# [Required work]
Exactly the lines from the one with "# return one point per instance of the wet sand, each" to the end of the entries should appear in your answer, retyped word for word.

# [Available records]

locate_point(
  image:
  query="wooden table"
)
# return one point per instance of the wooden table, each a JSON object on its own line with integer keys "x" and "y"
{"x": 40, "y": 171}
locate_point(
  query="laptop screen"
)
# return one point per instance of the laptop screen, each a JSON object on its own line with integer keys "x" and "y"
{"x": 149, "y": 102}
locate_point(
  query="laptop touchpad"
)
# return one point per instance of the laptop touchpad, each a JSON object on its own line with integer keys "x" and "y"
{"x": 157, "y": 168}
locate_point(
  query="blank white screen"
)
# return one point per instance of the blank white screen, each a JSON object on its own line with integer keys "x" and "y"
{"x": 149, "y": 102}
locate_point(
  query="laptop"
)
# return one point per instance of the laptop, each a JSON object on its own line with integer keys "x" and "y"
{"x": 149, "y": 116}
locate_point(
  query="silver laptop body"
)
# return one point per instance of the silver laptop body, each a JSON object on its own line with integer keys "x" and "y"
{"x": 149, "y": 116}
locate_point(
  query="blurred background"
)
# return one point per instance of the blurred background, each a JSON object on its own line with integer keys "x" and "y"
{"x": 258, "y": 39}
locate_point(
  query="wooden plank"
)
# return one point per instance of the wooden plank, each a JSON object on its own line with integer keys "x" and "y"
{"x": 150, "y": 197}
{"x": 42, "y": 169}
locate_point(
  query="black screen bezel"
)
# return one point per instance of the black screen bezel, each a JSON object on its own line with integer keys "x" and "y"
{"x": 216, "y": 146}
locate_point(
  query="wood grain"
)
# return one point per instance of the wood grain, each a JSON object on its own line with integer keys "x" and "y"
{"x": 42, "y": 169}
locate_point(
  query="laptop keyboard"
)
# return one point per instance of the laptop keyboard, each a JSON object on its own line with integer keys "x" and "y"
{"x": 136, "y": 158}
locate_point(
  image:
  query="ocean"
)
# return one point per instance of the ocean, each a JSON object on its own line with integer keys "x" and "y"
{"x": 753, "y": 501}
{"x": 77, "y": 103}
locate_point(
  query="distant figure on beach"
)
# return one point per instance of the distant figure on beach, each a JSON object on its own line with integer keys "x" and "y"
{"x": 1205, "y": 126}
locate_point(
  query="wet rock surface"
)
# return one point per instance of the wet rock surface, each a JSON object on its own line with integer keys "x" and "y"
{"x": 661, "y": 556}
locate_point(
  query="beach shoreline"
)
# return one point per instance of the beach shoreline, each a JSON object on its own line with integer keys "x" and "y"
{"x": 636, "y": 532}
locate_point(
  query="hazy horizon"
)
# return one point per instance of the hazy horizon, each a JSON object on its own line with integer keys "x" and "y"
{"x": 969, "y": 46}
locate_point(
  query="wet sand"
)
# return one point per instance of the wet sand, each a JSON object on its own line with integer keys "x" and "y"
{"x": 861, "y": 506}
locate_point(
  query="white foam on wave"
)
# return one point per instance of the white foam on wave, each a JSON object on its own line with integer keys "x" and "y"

# [Answer space]
# return one point per instance of the wet sand, each a JSON object on its own line with integer keys "x" and "y"
{"x": 861, "y": 506}
locate_point(
  query="white foam on wave"
)
# return one point per instance of the white foam on wave, each a JSON object on its own line with integer keys "x" and "y"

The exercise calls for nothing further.